═════ Material supplied
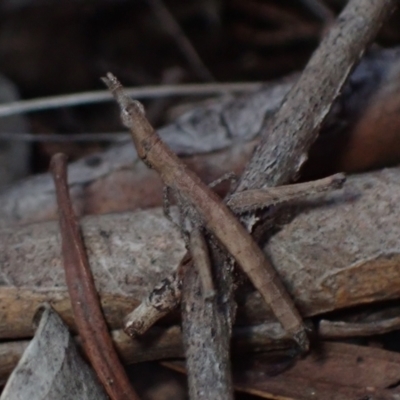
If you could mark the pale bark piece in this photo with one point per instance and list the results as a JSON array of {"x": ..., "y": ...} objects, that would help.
[
  {"x": 51, "y": 367},
  {"x": 334, "y": 371},
  {"x": 341, "y": 249},
  {"x": 128, "y": 253}
]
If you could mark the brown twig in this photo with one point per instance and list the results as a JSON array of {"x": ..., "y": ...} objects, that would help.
[
  {"x": 89, "y": 319},
  {"x": 167, "y": 295},
  {"x": 211, "y": 211}
]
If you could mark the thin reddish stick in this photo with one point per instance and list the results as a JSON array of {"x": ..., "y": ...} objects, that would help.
[{"x": 85, "y": 302}]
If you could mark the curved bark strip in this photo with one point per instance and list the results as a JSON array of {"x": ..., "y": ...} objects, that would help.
[{"x": 130, "y": 253}]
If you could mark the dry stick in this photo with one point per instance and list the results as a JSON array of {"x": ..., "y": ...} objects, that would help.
[
  {"x": 212, "y": 212},
  {"x": 85, "y": 302},
  {"x": 278, "y": 160},
  {"x": 285, "y": 142},
  {"x": 166, "y": 296}
]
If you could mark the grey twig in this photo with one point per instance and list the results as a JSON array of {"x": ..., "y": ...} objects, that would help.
[{"x": 286, "y": 140}]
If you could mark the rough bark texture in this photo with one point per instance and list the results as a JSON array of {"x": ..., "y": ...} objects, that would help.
[
  {"x": 287, "y": 139},
  {"x": 352, "y": 260}
]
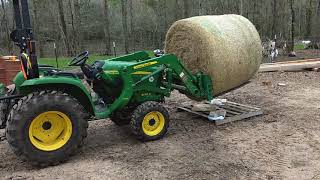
══════════
§ **Task goal**: List each line of the records that contains the string "twig", treating uppercase and lowercase as different.

§ **Expected answer**:
If you could mark the brown twig in this photo with one point per instance and list the results as a JSON array of {"x": ..., "y": ...} objects, that would help.
If you could mark the grey twig in this photo with one point per instance and list the results as a JSON array of {"x": ..., "y": ...} objects, that would help.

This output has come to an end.